─── Passage shown

The Technology Innovation Center (TIC), founded in 1986, is the original home of Peapod, First Bank and Trust of Evanston, Illinois Superconductor Corporation, Leapfrog Online and Vibes Media. 

TIC, also known as the Incubator, boasts of its having been named the top incubator in 1997 by the National Business Incubator Association, as well as its 2010 recognition by Forbes as one of the Top Ten Incubators Changing the World. Most importantly, TIC is the source of dozens of new high-paying, quality Evanston jobs each year. 

TIC can be seen as a great economic asset to Evanston but it seems that it is seeking greener pastures elsewhere – literally.

“We are self-funding right now,” said Charles Happ, TIC chairman.  Tim Lavengood, TIC’s executive director, said, “We have had support from various sources.” Those sources include the City of Evanston, the State of Illinois, finance institutions and alumni, and at one point the government of Japan.

──────
─── Entries provided

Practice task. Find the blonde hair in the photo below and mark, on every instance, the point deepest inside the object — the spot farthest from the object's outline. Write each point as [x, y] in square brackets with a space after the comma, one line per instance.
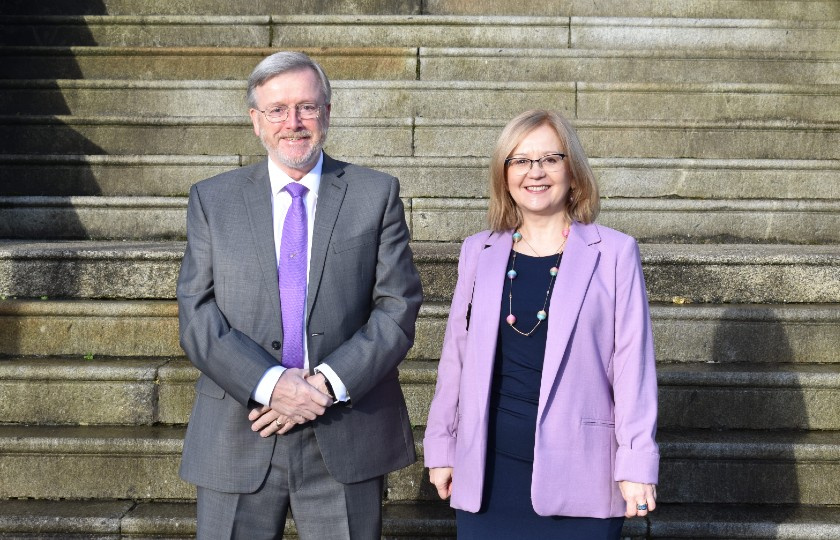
[582, 202]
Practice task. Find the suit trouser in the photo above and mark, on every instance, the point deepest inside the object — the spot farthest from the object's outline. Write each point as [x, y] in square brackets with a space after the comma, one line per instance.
[298, 480]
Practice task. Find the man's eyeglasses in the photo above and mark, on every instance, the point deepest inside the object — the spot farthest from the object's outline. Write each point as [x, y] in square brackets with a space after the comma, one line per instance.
[549, 163]
[279, 113]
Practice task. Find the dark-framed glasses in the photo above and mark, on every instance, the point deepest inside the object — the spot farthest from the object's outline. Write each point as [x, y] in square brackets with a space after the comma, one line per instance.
[279, 113]
[549, 163]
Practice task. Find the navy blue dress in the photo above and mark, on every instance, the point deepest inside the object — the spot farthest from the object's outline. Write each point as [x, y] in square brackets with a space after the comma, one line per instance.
[506, 510]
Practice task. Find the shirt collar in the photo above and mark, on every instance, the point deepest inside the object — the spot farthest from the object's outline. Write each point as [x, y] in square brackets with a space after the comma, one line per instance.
[279, 179]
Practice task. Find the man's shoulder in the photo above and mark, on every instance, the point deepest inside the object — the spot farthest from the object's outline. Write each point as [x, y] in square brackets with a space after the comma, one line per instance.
[231, 179]
[352, 172]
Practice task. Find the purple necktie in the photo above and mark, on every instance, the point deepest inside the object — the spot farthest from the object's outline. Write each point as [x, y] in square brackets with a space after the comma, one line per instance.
[292, 277]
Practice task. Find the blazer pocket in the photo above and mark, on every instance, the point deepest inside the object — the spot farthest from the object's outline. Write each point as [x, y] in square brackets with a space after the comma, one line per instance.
[595, 422]
[209, 388]
[344, 244]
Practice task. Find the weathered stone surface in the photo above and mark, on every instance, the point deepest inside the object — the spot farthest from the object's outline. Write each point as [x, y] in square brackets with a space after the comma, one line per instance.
[714, 9]
[656, 33]
[92, 462]
[427, 31]
[431, 177]
[630, 66]
[749, 467]
[638, 139]
[658, 220]
[113, 328]
[142, 218]
[187, 136]
[714, 102]
[733, 273]
[78, 391]
[90, 270]
[22, 517]
[351, 99]
[216, 63]
[82, 175]
[730, 273]
[128, 31]
[720, 521]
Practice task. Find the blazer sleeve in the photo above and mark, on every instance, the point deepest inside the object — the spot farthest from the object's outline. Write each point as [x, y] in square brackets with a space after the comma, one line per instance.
[442, 424]
[231, 359]
[376, 349]
[634, 379]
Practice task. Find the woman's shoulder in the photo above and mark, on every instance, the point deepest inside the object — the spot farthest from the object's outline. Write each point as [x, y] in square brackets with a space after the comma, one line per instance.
[479, 238]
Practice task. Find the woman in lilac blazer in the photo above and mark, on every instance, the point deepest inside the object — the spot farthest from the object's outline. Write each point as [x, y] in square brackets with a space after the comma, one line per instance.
[544, 415]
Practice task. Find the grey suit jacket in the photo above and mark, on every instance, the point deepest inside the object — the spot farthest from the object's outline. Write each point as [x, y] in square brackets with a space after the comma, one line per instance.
[363, 298]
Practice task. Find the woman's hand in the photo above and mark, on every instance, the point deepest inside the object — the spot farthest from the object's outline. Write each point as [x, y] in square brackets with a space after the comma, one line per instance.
[636, 495]
[441, 477]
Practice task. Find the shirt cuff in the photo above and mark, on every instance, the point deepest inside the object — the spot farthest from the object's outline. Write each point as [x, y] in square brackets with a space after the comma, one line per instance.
[262, 393]
[338, 386]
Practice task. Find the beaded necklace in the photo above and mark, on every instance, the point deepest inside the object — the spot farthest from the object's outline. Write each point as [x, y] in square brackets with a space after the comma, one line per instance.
[511, 274]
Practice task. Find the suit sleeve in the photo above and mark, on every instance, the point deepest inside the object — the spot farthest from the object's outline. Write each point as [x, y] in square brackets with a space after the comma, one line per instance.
[228, 357]
[634, 382]
[376, 349]
[442, 424]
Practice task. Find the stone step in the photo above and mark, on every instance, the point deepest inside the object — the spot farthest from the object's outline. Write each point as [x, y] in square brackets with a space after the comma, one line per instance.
[441, 64]
[172, 175]
[291, 31]
[554, 32]
[436, 99]
[138, 391]
[731, 273]
[134, 31]
[718, 9]
[418, 137]
[42, 519]
[715, 9]
[683, 333]
[131, 63]
[649, 220]
[654, 139]
[121, 519]
[627, 66]
[445, 219]
[141, 462]
[217, 7]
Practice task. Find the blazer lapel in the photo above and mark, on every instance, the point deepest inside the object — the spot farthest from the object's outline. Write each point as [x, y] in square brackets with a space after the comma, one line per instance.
[486, 308]
[330, 196]
[257, 194]
[576, 269]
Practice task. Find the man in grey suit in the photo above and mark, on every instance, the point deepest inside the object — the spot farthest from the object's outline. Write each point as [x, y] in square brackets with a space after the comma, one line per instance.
[297, 301]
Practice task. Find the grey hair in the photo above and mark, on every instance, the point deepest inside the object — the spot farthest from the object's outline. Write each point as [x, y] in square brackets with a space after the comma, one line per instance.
[283, 62]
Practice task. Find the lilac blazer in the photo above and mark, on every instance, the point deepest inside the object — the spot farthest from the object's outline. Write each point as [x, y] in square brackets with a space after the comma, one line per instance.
[596, 420]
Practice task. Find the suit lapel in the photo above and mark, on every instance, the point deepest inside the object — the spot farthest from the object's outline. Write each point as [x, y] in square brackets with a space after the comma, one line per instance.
[257, 194]
[330, 196]
[576, 269]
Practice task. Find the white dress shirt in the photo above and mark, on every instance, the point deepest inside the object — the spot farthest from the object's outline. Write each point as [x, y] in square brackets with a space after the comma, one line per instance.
[281, 200]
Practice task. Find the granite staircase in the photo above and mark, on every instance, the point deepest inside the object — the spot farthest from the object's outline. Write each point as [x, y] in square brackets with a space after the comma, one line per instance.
[714, 129]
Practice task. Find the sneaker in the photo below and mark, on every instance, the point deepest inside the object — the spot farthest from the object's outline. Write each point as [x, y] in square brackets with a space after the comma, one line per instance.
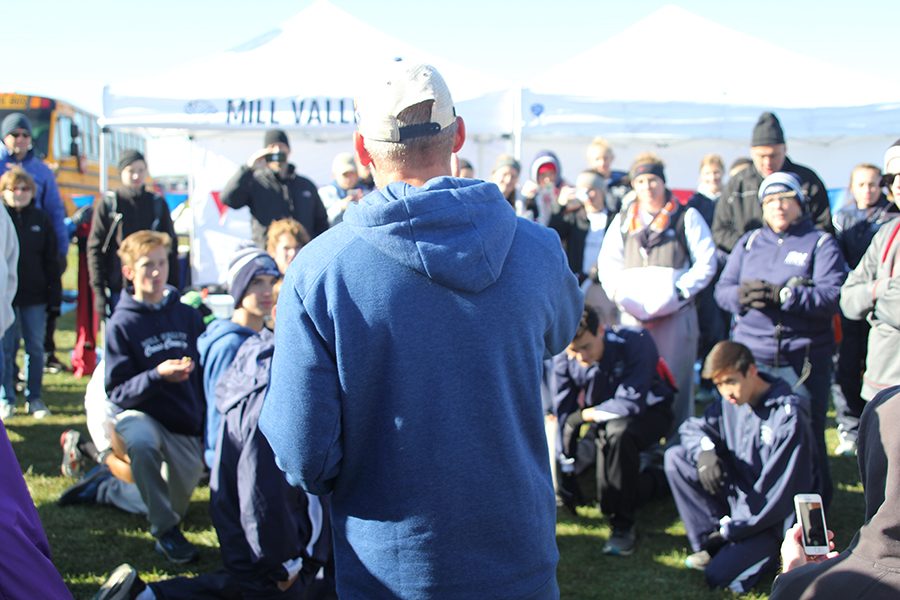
[85, 490]
[72, 455]
[698, 560]
[123, 583]
[175, 547]
[38, 409]
[53, 365]
[621, 542]
[846, 447]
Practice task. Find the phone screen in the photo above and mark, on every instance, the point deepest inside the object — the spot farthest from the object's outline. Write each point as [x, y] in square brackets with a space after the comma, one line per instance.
[812, 520]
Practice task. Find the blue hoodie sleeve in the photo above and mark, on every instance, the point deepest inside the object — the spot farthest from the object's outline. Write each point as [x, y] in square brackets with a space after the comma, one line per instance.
[787, 471]
[829, 272]
[569, 306]
[127, 387]
[695, 429]
[630, 397]
[301, 416]
[728, 287]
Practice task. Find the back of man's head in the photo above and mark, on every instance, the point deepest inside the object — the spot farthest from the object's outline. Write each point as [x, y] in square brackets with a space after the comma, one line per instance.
[407, 119]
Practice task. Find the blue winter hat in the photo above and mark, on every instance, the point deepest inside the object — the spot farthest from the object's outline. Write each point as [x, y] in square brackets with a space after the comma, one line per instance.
[14, 121]
[779, 183]
[246, 264]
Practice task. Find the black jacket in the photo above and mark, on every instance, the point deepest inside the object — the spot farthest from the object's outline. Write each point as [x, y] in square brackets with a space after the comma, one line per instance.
[870, 566]
[260, 519]
[271, 198]
[145, 210]
[38, 259]
[739, 211]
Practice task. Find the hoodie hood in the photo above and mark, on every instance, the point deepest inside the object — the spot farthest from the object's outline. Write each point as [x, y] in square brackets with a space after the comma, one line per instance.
[456, 232]
[545, 157]
[249, 372]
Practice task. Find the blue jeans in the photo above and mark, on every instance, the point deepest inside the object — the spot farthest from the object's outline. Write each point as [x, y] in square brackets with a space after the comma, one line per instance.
[30, 325]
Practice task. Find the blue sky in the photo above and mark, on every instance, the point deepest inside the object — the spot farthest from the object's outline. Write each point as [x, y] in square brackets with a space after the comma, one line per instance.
[86, 44]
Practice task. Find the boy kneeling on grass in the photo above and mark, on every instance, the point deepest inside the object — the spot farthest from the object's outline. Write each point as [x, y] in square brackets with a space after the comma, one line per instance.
[275, 538]
[151, 352]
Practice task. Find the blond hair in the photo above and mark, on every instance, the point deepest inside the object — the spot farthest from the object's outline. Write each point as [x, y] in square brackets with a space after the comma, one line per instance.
[288, 226]
[712, 160]
[17, 175]
[141, 243]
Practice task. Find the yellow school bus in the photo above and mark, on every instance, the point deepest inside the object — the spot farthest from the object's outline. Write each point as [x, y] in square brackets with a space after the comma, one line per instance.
[68, 138]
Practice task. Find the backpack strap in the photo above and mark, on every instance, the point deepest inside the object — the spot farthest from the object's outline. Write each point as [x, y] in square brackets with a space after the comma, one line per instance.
[887, 247]
[159, 204]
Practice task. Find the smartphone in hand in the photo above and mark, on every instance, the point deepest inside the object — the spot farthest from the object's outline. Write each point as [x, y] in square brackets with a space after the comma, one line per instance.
[811, 516]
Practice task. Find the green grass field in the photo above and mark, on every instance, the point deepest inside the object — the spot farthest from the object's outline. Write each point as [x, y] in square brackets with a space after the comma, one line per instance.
[89, 541]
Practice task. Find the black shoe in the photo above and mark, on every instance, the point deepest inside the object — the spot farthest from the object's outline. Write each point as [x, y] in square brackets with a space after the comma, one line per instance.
[175, 548]
[123, 583]
[85, 490]
[53, 365]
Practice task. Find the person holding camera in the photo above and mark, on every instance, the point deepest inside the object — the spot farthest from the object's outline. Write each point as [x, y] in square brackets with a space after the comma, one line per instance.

──────

Stated goal 1: List every line of the entries that contains the word "grass".
Stated goal 2: Write the next few sentences of the article about Evanston's Technology Innovation Center, picking up after its last line.

Final result 1:
Practice task. Find the boy kneeling on grass in the photo above and mark, on every instance, the point deepest inside the object — the spot farthest from the object's outline. Write each point as [x, y] in square brackets with a space after the comma, one line per instance.
Practice task. Find the green grass field in the photo above and mark, on every instance, the point deepest inside the object — the spot farthest from the object's outline. Write each point as [x, y] in square brackets with a space after the comma, one line per instance.

Final result 2:
While in the past TIC received funding from the City, that is no longer the case. “TIC was facing financial challenges in 2009 (as were many organizations) and the City stepped in to provide assistance. The City began working with the TIC more closely and began providing funding again ($100K in 2010, $75K in 2011 and $100K in 2012). The City never intended to be a regular financial supporter of the TIC,” City Manager Wally Bobkiewicz said in an email.

Because of the City’s decision to discontinue funding, TIC says it has hit a ceiling. “We are full here. We are almost maximum capacity. We see that the model has worked 27 years. In order to grow and diversify we have to look toward neighboring communities,” said Mr. Happ.

With its own massive technology park and more room to expand their business, the Village of Skokie appears to be looking good to Mr. Happ and Mr. Lavengood. When directly asked if there is a potential funding deal with the Village of Skokie Mr. Happ said, “The village of Skokie has been very welcoming and I think they realize the value of an incubator to their economic development.”

As for receiving another grant from the City of Evanston, Mr. Lavengood says he feels that “basic research is probably the biggest business in this town and so there is tremendous leverage that can be had and that technology start-ups should be the foundation of economic development in Evanston. If we can convince the City Council and the City staff of that, then I think there is a good chance that we could go forward.”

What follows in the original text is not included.